_EXERCISE_. Write out exactly the lines running from the one with "Where can you spot the bedroom" to the last line of the entries, keeping both the first and the last.

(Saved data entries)
=====

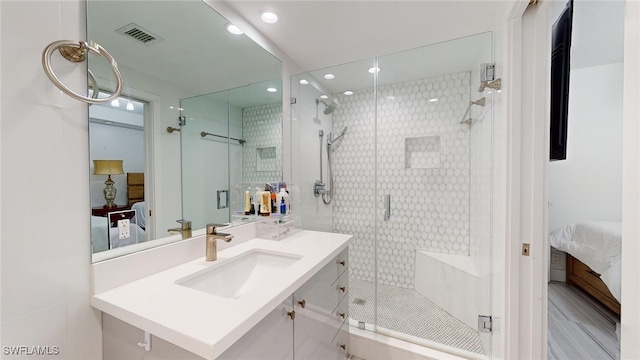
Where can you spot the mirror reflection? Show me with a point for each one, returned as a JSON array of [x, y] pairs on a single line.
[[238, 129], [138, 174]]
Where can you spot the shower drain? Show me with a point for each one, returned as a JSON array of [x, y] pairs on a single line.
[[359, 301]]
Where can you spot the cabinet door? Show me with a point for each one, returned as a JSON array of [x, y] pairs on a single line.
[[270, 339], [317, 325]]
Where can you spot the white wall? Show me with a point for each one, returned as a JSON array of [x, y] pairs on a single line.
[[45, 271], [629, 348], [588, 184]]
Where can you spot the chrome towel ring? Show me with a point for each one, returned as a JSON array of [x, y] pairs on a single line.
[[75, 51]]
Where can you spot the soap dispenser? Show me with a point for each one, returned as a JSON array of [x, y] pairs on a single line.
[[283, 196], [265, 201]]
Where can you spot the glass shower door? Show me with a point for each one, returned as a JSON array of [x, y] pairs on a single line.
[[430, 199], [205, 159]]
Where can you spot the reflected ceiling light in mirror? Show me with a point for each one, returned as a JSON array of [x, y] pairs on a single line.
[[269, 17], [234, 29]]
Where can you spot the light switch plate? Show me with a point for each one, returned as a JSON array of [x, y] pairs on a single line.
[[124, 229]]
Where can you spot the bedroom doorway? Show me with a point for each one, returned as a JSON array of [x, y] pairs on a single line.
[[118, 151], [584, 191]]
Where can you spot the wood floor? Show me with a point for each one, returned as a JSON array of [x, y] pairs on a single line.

=====

_ANSWER SPACE_.
Where can you spot the bedroom doorway? Show me with a point for each one, returned as a JSON array of [x, y] pairs on a single line.
[[118, 151], [584, 191]]
Where can you spot the wood floor? Show me with a point for each one, returned as a JSON array of [x, y] pairs on a single line.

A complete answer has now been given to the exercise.